Every line of the data must appear again in the answer, exactly as written.

Saved entries:
......

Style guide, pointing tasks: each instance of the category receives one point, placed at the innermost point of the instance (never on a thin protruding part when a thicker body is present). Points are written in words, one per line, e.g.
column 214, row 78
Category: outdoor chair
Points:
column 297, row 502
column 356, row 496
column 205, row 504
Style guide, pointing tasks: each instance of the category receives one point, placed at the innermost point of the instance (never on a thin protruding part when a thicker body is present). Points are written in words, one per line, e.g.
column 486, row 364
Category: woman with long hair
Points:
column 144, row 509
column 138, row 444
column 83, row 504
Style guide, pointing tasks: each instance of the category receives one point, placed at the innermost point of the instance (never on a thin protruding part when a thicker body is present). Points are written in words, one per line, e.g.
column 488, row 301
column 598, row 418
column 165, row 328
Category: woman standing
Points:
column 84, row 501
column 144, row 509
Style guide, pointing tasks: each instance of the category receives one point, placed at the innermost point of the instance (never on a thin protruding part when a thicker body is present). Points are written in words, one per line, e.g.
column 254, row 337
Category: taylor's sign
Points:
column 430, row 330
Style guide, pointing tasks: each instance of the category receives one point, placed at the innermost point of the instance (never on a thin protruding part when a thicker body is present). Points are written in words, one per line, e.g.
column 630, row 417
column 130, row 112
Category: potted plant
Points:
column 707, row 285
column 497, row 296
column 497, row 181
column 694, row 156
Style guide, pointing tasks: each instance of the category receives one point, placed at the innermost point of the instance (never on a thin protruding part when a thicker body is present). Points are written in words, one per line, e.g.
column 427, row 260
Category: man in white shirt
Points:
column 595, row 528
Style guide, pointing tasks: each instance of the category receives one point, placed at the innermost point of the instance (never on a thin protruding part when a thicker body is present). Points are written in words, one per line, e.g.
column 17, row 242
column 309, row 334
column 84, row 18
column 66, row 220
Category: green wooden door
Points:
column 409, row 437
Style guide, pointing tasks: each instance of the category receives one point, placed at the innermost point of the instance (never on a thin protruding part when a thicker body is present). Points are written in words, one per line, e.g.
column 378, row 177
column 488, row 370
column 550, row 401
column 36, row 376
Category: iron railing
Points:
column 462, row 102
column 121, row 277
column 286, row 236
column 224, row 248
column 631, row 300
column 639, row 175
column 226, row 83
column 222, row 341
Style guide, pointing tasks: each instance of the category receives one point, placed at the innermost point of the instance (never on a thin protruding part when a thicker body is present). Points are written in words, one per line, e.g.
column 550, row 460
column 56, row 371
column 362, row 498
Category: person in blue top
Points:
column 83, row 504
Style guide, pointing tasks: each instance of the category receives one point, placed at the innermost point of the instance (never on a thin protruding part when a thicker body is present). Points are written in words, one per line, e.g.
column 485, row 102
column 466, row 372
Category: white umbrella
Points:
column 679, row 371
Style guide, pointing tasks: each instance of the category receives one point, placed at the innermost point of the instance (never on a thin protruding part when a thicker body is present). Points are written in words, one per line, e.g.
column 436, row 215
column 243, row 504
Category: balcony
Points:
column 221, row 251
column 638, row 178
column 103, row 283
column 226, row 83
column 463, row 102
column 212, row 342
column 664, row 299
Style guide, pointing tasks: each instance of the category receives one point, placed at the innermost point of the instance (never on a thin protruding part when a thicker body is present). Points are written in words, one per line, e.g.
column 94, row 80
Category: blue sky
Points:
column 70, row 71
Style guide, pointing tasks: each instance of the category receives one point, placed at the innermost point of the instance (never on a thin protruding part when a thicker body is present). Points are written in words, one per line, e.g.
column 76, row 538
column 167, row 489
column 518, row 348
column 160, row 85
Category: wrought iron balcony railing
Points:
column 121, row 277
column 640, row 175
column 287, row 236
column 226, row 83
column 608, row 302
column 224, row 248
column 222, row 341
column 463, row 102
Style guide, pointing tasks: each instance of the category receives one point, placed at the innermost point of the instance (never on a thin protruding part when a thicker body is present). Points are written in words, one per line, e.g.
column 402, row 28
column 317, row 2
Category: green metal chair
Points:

......

Written response:
Style guide, pointing tasks: each instance of the category receives one point, placed at the innermost point of the instance (never on a thin protruding part when a thicker body is present). Points are written in words, one per line, e.g.
column 214, row 78
Category: outdoor chair
Points:
column 297, row 502
column 356, row 496
column 205, row 504
Style guide, pointing tasks: each instance of the category receives one point, placed at the innermost point of the instance (never on a thin protruding part when a thicker body is present). Points are written in words, one per line, e.g.
column 486, row 364
Category: woman with long hair
Points:
column 144, row 509
column 138, row 444
column 83, row 504
Style guide, pointing tasks: each instance of the category receives one point, placed at the innermost point of the instance (never on a thin protruding part when a thicker body is present). Points are written in words, one per line, e.g.
column 488, row 301
column 598, row 418
column 165, row 328
Category: woman standing
Points:
column 84, row 501
column 144, row 509
Style guide, pointing tasks: each instance of the category receives one point, placed at the innermost point of the instance (never on a thin protruding part when a thicker body is present). Points are written in words, one per line, e.g.
column 254, row 337
Category: taylor's sign
Points:
column 430, row 330
Style guide, pointing tasks: each instance of the category receives one point, placed at the innermost point of the instance (never on a thin protruding part when a thicker body is present). Points are written in words, one per line, e.g.
column 630, row 417
column 130, row 112
Category: potted plant
Points:
column 707, row 285
column 497, row 296
column 497, row 181
column 694, row 156
Style guide, pointing tasks: each instance of the category receives one point, placed at the innermost point of the instance (never on a thin protruding part when a thicker body is present). Points are written in words, one per line, e.g.
column 427, row 260
Category: man in white shirt
Points:
column 595, row 528
Style guide, pointing tasks: each instance of the category receives one point, placed at the innermost point of the instance (never on a thin protruding part when a thicker body is present). Points are written in words, one per line, e.g.
column 17, row 242
column 309, row 334
column 84, row 18
column 66, row 220
Category: green wooden door
Points:
column 409, row 437
Style guide, pointing tasks: each instance of the category receives one point, placed at the innermost point of the instance (never on a thin protruding part when a thicker body is present). Points are written in words, one per line, e.g.
column 378, row 177
column 488, row 370
column 550, row 401
column 36, row 376
Category: iron railing
Points:
column 462, row 102
column 121, row 277
column 286, row 236
column 224, row 248
column 631, row 300
column 639, row 175
column 226, row 83
column 222, row 341
Style guide, pointing tasks: each instance of the category receives one point, placed at the innermost point of the instance (never on a thin protruding part when a thicker body is present). Points are written in words, one per line, e.g.
column 550, row 460
column 56, row 371
column 362, row 498
Category: person in blue top
Points:
column 83, row 504
Style guide, pointing tasks: each instance of the category receives one point, placed at the innermost point of the instance (never on a thin protruding part when a thicker body is present). Points are written in words, one per line, e.g.
column 485, row 102
column 466, row 372
Category: white umbrella
Points:
column 679, row 371
Style guide, pointing tasks: each instance of the category receives one point, placed at the innermost point of the instance (never on a thin protruding part when a thicker body is present). Points are written in words, one per line, e.g.
column 436, row 215
column 243, row 504
Category: balcony
Points:
column 221, row 251
column 638, row 178
column 103, row 283
column 226, row 83
column 463, row 102
column 212, row 342
column 664, row 299
Style guide, pointing tasks: each instance of the category receives one point, placed at the innermost point of the instance (never on a thin protruding part when a thicker body is present). Points are written in words, one per line, e.g.
column 94, row 80
Category: blue sky
Points:
column 70, row 71
Style guide, pointing tasks: each instance of the category receives one point, placed at the innermost point of the instance (never on a thin protruding part when a thicker body is present). Points are written in words, one per line, e.g.
column 76, row 538
column 167, row 489
column 518, row 348
column 160, row 85
Category: wrought iron balcony railing
Points:
column 121, row 277
column 640, row 175
column 287, row 236
column 226, row 83
column 608, row 302
column 224, row 248
column 222, row 341
column 463, row 102
Style guide, pointing tasks: each instance of the category receives one point, placed at the innermost point of the instance (never on a thin protruding part when a thicker body is present). Points are written in words, one per line, e.g.
column 402, row 28
column 317, row 2
Category: green metal chair
Points:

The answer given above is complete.